SHORT EXERCISE:
Reproduce every one of the records below verbatim, changing nothing.

[Coordinate annotation entries]
--------------------------------

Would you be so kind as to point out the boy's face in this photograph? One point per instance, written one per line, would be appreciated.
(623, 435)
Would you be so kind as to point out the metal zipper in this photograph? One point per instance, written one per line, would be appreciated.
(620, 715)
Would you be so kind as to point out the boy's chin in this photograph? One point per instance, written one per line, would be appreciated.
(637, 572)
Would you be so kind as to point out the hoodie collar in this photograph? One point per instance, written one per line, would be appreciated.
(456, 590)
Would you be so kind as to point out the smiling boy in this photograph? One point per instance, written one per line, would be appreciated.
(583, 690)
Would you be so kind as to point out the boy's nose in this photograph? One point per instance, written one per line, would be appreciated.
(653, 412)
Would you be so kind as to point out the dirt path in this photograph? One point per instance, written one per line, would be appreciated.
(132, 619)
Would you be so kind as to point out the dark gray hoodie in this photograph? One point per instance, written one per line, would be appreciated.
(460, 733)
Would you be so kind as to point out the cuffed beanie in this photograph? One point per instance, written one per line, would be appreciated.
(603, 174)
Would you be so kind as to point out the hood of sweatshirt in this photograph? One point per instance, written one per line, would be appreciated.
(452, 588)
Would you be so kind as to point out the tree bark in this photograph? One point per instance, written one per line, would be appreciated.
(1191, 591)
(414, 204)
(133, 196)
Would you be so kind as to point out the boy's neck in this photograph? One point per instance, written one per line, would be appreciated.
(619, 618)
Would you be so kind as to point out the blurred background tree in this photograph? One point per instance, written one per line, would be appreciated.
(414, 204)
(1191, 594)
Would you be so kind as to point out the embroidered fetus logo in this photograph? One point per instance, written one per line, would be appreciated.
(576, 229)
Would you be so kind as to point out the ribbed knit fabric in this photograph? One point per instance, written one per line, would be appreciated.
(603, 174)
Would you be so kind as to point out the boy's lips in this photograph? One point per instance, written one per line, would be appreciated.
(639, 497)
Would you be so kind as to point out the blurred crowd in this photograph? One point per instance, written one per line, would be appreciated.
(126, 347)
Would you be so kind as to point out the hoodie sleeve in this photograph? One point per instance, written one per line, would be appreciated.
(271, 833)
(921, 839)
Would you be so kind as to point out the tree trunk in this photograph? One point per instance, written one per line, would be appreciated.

--------------------------------

SOLUTION TO THE EXERCISE:
Would you be so kind as to point out the boy's face in this photograph? One point per instance, written one per line, would be appreciated.
(623, 435)
Would you be so kind as to point out the metal zipper in this photograph? One point per instance, written one per line, would be appreciated.
(620, 715)
Would you be so kind as to point out the boy's chin in this photograph? One point per instance, written one per line, would be appreciated.
(637, 572)
Would you be so kind as to point out the hoodie collar in this photograph? One point per instance, written one per line, would be appreciated.
(456, 590)
Would you be so kind as to point out the smiling boy in this photograph? One point per instance, written one per line, would be appreciated.
(583, 690)
Would you be so kind as to point out the boy's nose in this photograph? One point per instance, written one per line, would be appreciated.
(653, 412)
Would you be so kind as to point out the dirt path in this photograph? One point per instance, written one per line, would be appreciated.
(132, 619)
Would you be so kind as to point out the dark gray hoodie in this photograph? One point per instance, written one per line, would be appreciated.
(460, 733)
Would you be so kind as to point out the cuffed beanie in this photograph? One point per instance, written one per line, would be appreciated.
(603, 174)
Would you be so kind as to point out the hood of sweatshirt in this photograph? One point per instance, written one per line, would be appreciated.
(452, 588)
Would you be so kind as to point out the tree bark in this photograph? One point per instance, written one per line, would be appreciated.
(1191, 591)
(414, 204)
(133, 196)
Would you be so kind as to point out the boy's neck in this photograph? One point per instance, written one per line, would be appreciated.
(619, 618)
Would you be so kind as to point out the blurred background tree in this photograph? One point per instance, written one per line, would be appreciated.
(414, 204)
(1191, 594)
Would you be so kind as to point out the embroidered fetus logo in this photograph? One point per instance, written one per line, would be appreciated.
(576, 229)
Would you be so kind as to point out the ribbed knit fabric in this photograph? One point per instance, written one per line, would be appreciated.
(603, 174)
Would you be so kind as to point out the boy's lips in this photograph? One point per instance, written one per line, would be appreciated.
(639, 497)
Would you be so kind as to point out the blurred crowd in this photograph? One point per instance, written one per line, would be appreciated.
(126, 347)
Would you be so kind as to point out the hoodie sleeve in this photograph? One point per instance, written one per line, would be appreciated.
(271, 833)
(921, 839)
Would you be so kind as to point out the tree trunk in this photograph? One point per instance, written one per line, would be appreciated.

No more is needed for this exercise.